▶ _Выбранный отрывок_:
==================================================

Оба этих примера мы приводим,разумеется, не для того, чтобы заподозрить выдающихся добровольческих руководителей в симпатии к их противникам красным. Однако описанные эпизоды, на наш взгляд, красноречиво показывают ту непреодолимую душевную и духовную пропасть, которая лежала между Белым Делом и противниками России по Великой войне.
Нередко приходится слышать, что прогерманской ориентации держались антибольшевицкие круги, открыто провозглашавших монархические лозунги, которых, будто бы, не хватало «демократическому» Добровольчеству. Наиболее радикальные сторонники подобной точки зрения склонны видеть неудачи Белого Дела именно в отсутствии монархических взглядов.
Однако данное мнение не является верным. Здесь мы сталкиваемся с проблемой смешения двух различных явлений, носящих одно и то же название. В настоящее время под монархизмом чаще понимаются политические взгляды и политическая программа определённого характера. Однако нельзя забывать, что партийный монархизм несёт в себе недостатки любой партийности: узость интересов, отсутствие глубоких, продуманных целей с далеко рассчитанной перспективой. недостаток духовного и культурного смысла, неспособность к результативным действиям. Помимо партийного, существует ещё один тип монархизма – более простой и глубокий, однако намного менее очевидный, слабо изученный, намного труднее объясняемый и выражаемый. Его уместно определить как монархизм мировоззренческий или инстинктивный. Этот тип монархизма и после свержения Государя был присущ многим лицам, составившим кадр добровольческих армий. Вопреки
расхожему мнению, значительная часть Белого офицерства была настроена именно монархически. Так, генерал А.И. Деникин писал: «Дав волю тогдашним офицерским пожеланиям [о немедленном провозглашении монархического лозунга –Д.Б.], мы ответили бы и слагавшимся тогда настроениям значительных групп несоциалистической интеллигенции, но рисковали полным разрывом с народом, в честности, с казачеством – тогда не только не склонным к приятию монархической идеи, но даже прямо враждебным ей» [10].

==================================================

▶ _Извлечённые строки_:

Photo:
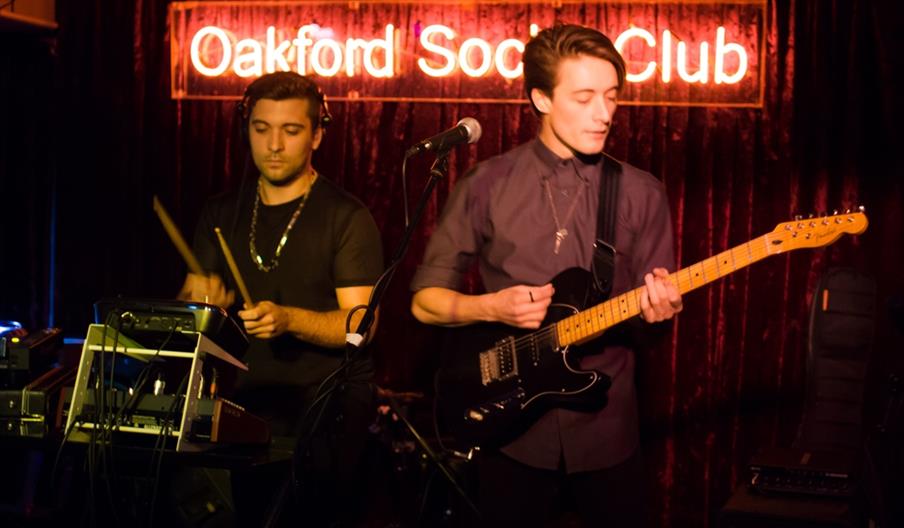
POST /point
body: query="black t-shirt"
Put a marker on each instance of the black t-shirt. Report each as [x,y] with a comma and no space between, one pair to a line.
[333,244]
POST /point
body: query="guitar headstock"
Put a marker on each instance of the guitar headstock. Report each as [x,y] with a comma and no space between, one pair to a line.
[816,231]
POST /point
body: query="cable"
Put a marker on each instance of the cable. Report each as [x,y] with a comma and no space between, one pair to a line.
[405,188]
[161,440]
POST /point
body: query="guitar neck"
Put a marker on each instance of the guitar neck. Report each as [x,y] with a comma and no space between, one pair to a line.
[592,322]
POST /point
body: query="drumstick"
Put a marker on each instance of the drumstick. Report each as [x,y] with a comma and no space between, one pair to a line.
[193,265]
[234,269]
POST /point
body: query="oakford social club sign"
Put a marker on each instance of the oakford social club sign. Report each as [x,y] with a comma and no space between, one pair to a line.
[678,53]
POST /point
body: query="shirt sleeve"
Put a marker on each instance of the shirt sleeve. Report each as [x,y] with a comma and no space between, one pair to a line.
[653,242]
[359,251]
[454,244]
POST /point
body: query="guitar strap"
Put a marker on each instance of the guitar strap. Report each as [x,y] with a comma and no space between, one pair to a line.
[603,265]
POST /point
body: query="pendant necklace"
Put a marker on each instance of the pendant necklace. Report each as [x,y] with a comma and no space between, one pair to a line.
[561,231]
[255,256]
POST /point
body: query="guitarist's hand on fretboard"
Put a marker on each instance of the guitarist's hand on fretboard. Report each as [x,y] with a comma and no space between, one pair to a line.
[520,306]
[661,299]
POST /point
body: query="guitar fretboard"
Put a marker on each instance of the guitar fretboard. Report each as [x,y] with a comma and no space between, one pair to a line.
[592,322]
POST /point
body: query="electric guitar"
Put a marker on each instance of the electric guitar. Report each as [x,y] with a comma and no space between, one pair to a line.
[495,380]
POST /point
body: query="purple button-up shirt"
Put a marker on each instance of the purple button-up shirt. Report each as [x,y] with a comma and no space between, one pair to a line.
[500,216]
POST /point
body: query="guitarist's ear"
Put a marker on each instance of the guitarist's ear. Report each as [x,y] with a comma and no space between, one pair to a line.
[542,102]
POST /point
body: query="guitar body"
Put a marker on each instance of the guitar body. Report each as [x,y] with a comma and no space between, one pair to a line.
[496,380]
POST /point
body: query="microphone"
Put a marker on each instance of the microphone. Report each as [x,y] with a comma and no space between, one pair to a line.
[466,131]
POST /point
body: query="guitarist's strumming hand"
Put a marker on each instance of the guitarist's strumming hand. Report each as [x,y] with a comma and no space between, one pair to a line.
[660,300]
[521,306]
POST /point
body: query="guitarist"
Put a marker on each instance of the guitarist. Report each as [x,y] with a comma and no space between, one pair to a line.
[524,217]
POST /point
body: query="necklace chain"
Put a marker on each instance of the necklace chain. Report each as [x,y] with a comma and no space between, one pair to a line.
[255,256]
[561,230]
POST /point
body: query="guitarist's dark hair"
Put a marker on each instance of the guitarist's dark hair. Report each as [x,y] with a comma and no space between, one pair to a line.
[544,52]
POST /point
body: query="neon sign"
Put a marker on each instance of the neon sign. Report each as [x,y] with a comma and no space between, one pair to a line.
[385,51]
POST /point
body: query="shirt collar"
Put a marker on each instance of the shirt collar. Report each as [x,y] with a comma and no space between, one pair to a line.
[549,161]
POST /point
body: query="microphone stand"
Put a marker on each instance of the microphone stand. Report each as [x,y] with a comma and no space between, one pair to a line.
[354,342]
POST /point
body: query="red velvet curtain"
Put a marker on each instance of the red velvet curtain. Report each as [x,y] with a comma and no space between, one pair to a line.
[728,378]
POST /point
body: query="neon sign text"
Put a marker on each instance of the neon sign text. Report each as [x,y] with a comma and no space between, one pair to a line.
[215,52]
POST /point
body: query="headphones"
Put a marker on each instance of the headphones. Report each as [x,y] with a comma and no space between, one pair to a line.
[244,106]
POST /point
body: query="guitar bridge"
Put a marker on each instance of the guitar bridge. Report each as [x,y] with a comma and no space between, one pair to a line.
[499,363]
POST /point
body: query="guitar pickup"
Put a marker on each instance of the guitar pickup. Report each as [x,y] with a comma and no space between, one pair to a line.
[499,363]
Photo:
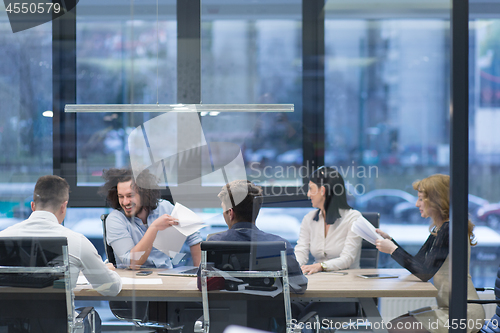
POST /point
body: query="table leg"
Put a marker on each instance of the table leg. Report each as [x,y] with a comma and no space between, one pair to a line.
[373,315]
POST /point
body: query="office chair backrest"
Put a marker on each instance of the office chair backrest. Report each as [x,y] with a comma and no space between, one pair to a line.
[369,253]
[109,250]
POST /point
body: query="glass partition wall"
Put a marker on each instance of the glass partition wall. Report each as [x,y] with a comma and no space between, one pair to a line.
[370,85]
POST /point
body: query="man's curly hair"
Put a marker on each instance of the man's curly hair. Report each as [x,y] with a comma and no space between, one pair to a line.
[146,185]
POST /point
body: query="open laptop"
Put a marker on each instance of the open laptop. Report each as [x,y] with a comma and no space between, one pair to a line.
[180,271]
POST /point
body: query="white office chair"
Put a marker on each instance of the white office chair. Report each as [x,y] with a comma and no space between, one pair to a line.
[37,262]
[265,260]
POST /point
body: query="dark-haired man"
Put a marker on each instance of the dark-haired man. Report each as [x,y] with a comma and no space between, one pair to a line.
[50,201]
[138,216]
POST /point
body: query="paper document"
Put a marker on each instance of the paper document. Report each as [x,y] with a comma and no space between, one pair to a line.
[170,240]
[185,216]
[365,230]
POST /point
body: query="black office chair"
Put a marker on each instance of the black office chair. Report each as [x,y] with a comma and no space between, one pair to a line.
[38,262]
[141,313]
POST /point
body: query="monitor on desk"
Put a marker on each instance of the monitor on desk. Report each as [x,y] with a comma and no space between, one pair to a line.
[30,252]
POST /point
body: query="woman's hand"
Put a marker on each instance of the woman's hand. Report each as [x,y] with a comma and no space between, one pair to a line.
[311,269]
[383,234]
[385,245]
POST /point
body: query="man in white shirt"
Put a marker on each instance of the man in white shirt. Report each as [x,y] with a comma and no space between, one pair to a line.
[50,201]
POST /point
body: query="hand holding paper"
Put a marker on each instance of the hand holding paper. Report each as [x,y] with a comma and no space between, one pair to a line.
[365,230]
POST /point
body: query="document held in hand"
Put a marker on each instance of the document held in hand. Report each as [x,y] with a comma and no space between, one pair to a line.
[170,240]
[365,230]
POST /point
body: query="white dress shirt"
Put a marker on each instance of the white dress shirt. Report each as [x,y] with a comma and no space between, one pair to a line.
[83,255]
[340,249]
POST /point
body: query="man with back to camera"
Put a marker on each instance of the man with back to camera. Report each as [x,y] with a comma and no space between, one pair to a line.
[49,205]
[138,215]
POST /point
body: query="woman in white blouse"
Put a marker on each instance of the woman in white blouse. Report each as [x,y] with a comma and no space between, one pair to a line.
[326,232]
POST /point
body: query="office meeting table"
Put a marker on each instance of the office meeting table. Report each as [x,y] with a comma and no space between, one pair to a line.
[322,287]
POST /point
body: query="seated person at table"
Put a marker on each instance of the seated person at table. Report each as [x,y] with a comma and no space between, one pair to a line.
[50,200]
[240,218]
[138,216]
[431,261]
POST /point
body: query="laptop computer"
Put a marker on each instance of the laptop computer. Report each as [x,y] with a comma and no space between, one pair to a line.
[180,271]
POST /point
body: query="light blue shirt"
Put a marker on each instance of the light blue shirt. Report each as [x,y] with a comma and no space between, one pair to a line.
[123,234]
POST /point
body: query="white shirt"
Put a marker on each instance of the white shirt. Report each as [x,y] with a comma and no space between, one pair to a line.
[83,255]
[340,249]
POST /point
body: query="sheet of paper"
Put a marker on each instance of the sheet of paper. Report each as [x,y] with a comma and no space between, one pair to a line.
[242,290]
[126,280]
[170,240]
[189,222]
[190,229]
[365,230]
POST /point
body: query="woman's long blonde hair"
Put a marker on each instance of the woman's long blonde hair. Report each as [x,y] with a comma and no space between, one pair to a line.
[436,193]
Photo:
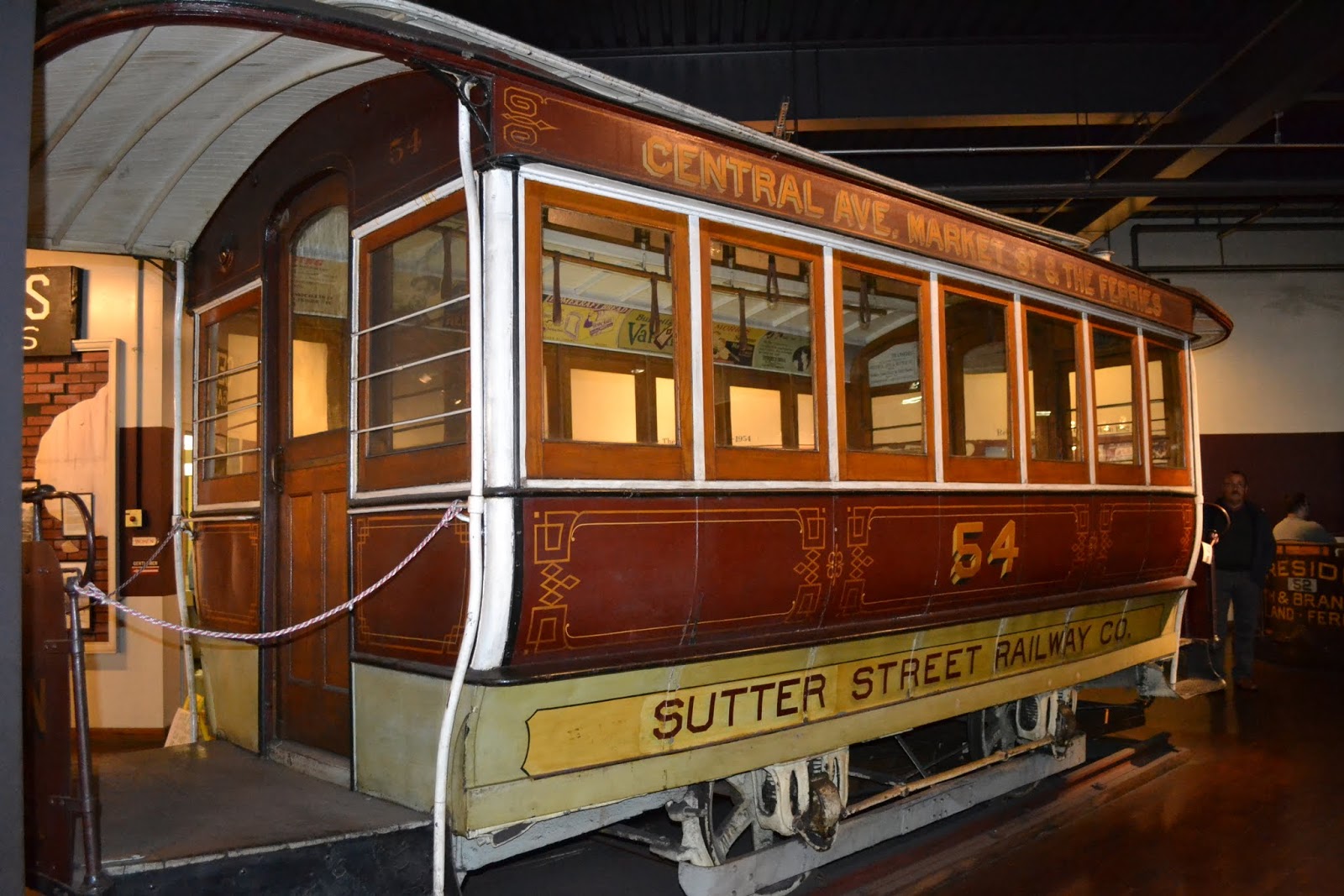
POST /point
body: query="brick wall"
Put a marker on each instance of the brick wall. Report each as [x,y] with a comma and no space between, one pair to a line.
[50,385]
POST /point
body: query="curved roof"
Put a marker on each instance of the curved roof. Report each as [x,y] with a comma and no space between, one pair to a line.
[141,128]
[148,112]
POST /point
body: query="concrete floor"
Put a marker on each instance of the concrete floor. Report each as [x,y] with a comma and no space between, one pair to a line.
[1254,809]
[1257,808]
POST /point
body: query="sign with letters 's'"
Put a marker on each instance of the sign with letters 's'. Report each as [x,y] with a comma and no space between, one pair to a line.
[50,309]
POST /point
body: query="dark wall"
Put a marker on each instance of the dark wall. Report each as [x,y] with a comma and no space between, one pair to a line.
[393,139]
[1280,464]
[15,110]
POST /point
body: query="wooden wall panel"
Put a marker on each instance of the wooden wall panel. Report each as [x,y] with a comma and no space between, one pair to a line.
[228,575]
[418,616]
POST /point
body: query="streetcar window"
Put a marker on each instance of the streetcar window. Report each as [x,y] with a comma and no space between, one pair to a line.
[979,389]
[1053,389]
[763,348]
[884,380]
[1166,406]
[609,329]
[228,439]
[319,288]
[1113,375]
[414,347]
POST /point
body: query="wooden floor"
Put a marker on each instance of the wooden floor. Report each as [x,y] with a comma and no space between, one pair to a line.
[217,817]
[1253,810]
[1256,809]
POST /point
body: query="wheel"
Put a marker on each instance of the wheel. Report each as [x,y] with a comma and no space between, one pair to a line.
[990,731]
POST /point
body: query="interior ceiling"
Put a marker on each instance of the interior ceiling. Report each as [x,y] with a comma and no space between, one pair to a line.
[1070,114]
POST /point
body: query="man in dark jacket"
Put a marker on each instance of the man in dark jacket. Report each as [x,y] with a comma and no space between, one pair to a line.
[1242,558]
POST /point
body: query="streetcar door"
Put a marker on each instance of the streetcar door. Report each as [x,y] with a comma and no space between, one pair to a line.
[308,469]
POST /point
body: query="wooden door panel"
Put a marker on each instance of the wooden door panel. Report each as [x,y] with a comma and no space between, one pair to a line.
[313,696]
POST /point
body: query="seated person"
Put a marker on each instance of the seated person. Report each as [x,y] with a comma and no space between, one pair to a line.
[1296,527]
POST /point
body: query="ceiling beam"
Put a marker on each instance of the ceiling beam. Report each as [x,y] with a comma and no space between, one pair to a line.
[1163,188]
[968,121]
[1292,62]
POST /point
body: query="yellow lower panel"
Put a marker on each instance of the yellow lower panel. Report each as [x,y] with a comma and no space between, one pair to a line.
[546,748]
[232,671]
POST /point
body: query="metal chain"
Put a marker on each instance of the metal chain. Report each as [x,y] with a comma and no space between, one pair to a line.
[94,593]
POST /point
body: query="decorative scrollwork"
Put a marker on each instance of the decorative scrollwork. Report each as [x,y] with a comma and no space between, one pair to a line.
[523,117]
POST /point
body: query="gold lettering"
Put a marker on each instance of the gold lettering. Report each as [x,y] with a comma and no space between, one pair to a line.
[936,235]
[790,194]
[741,170]
[916,226]
[880,210]
[763,184]
[714,168]
[864,206]
[952,235]
[999,251]
[685,156]
[843,210]
[981,248]
[810,208]
[652,165]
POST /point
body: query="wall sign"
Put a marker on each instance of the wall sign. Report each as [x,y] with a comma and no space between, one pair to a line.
[51,301]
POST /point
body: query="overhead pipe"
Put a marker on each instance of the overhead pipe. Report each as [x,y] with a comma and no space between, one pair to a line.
[1046,148]
[475,500]
[1225,230]
[1179,107]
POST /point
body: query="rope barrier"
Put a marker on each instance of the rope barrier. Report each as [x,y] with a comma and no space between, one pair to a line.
[93,593]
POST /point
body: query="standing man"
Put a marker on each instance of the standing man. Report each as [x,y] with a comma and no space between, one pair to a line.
[1242,558]
[1296,527]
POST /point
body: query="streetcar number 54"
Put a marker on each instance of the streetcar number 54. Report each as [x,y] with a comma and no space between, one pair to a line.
[967,557]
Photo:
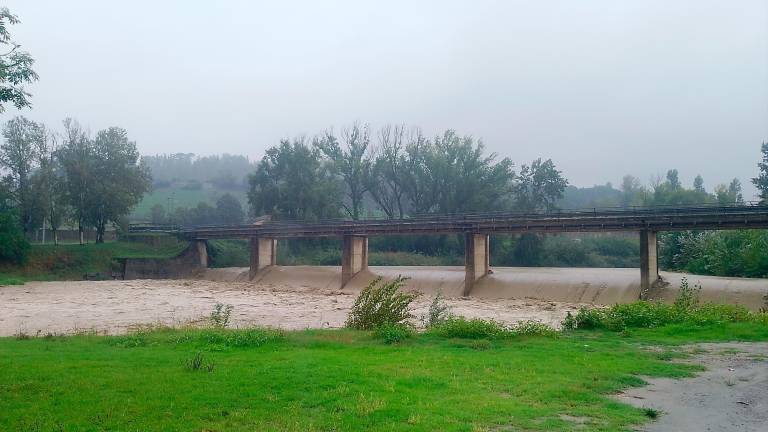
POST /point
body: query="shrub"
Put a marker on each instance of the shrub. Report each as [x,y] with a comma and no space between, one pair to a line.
[221,315]
[394,333]
[438,312]
[381,303]
[460,327]
[14,248]
[533,328]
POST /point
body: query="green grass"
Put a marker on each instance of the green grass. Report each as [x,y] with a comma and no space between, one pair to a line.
[341,380]
[72,261]
[181,197]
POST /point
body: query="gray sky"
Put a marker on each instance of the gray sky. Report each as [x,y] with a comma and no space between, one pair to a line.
[604,88]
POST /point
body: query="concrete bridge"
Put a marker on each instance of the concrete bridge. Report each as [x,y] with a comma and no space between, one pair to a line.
[476,228]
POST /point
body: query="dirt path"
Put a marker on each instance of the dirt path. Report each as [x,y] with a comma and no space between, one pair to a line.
[731,395]
[116,306]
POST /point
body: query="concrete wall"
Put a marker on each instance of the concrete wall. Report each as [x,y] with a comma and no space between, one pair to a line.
[189,263]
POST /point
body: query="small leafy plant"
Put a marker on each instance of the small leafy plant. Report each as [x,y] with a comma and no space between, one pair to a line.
[438,312]
[381,303]
[221,315]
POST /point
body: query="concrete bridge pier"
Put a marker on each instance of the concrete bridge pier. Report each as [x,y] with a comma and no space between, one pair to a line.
[354,257]
[202,252]
[649,261]
[476,259]
[263,254]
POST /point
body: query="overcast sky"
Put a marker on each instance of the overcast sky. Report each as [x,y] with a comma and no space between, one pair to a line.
[604,88]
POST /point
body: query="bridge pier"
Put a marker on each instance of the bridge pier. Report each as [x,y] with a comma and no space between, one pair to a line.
[354,257]
[649,262]
[263,254]
[476,259]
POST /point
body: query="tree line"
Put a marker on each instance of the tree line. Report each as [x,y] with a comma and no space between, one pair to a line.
[70,177]
[394,173]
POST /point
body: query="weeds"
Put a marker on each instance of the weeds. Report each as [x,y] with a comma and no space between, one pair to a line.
[380,304]
[198,363]
[438,312]
[394,333]
[221,315]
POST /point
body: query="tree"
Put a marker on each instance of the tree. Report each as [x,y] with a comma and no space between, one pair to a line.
[157,214]
[698,184]
[76,159]
[25,141]
[291,182]
[122,179]
[15,66]
[13,246]
[352,162]
[729,195]
[761,181]
[385,181]
[538,186]
[229,210]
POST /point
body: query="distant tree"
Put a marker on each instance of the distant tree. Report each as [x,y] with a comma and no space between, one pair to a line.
[13,245]
[633,193]
[538,186]
[15,66]
[76,158]
[350,161]
[291,182]
[25,140]
[385,181]
[452,174]
[157,214]
[698,184]
[229,210]
[122,180]
[730,194]
[673,179]
[761,181]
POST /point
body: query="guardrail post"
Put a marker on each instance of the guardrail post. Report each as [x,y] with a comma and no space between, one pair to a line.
[263,254]
[354,257]
[476,259]
[649,264]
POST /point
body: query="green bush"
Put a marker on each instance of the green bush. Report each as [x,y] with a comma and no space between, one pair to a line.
[14,248]
[394,333]
[460,327]
[533,328]
[381,303]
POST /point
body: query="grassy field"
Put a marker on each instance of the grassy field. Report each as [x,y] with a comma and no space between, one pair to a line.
[342,380]
[72,261]
[181,197]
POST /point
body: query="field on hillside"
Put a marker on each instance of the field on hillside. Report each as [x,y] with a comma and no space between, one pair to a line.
[180,196]
[260,379]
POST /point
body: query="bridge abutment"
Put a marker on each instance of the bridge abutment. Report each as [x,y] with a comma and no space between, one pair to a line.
[476,259]
[649,262]
[354,257]
[263,254]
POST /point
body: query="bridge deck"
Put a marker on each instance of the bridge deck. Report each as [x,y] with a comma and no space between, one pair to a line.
[594,220]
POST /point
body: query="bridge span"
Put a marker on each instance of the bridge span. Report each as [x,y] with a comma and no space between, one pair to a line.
[477,228]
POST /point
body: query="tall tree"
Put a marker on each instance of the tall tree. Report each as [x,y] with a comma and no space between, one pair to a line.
[15,66]
[538,186]
[24,142]
[292,182]
[761,181]
[122,179]
[385,182]
[76,158]
[351,161]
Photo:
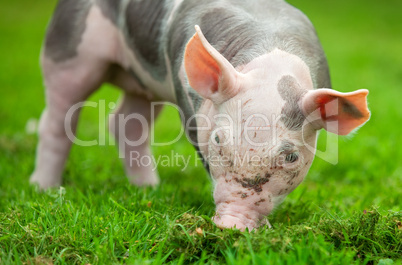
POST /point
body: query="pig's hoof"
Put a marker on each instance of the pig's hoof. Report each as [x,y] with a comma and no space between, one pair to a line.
[44,183]
[228,221]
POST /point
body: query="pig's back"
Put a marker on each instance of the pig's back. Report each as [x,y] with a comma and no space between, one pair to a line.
[245,30]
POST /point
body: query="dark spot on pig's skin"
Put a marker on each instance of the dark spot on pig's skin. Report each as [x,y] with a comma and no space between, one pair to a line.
[291,92]
[66,28]
[110,9]
[259,202]
[254,183]
[351,109]
[144,26]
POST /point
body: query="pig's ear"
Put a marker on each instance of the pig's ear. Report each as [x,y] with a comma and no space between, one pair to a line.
[208,72]
[334,111]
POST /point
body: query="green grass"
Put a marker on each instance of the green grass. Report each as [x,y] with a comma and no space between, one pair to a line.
[349,213]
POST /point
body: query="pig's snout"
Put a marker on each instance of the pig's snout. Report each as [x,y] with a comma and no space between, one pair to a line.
[240,217]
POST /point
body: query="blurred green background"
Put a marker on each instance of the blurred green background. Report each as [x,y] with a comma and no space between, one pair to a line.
[363,43]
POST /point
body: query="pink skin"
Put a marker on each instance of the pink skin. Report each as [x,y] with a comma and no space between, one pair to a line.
[240,204]
[235,100]
[245,193]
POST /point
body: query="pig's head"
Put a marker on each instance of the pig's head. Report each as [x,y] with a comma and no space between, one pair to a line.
[258,127]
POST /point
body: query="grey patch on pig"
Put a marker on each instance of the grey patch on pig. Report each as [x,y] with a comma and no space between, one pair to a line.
[286,147]
[234,36]
[290,91]
[254,183]
[351,109]
[66,28]
[144,21]
[110,9]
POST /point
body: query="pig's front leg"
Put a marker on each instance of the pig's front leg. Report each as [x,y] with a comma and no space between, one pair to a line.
[67,83]
[131,124]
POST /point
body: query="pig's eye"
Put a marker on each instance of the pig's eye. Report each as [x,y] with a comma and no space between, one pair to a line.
[291,158]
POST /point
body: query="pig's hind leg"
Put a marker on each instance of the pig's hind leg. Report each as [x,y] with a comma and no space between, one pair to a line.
[67,84]
[131,125]
[74,64]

==================================================

▶ _Выполните задания_:
1 - Ответьте на вопросы по отрывку о Белом Деле и монархизме.
(a) Какую пропасть, по словам отрывка, красноречиво показывают описанные эпизоды?
(b) В чём наиболее радикальные сторонники упомянутой точки зрения склонны видеть неудачи Белого Дела?
(c) Как в отрывке уместно определить второй, непартийный тип монархизма?
2 - Перепишите из отрывка о Белом Деле и монархизме фрагмент между словами «Оба этих примера» и «отсутствии монархических взглядов.» включительно.

▶ _Ответы по заданиям_:
1 -
(a) Непреодолимую душевную и духовную пропасть между Белым Делом и противниками России по Великой войне.
(b) В отсутствии монархических взглядов.
(c) Как монархизм мировоззренческий или инстинктивный.

2 -
Оба этих примера мы приводим,разумеется, не для того, чтобы заподозрить выдающихся добровольческих руководителей в симпатии к их противникам красным. Однако описанные эпизоды, на наш взгляд, красноречиво показывают ту непреодолимую душевную и духовную пропасть, которая лежала между Белым Делом и противниками России по Великой войне.
Нередко приходится слышать, что прогерманской ориентации держались антибольшевицкие круги, открыто провозглашавших монархические лозунги, которых, будто бы, не хватало «демократическому» Добровольчеству. Наиболее радикальные сторонники подобной точки зрения склонны видеть неудачи Белого Дела именно в отсутствии монархических взглядов.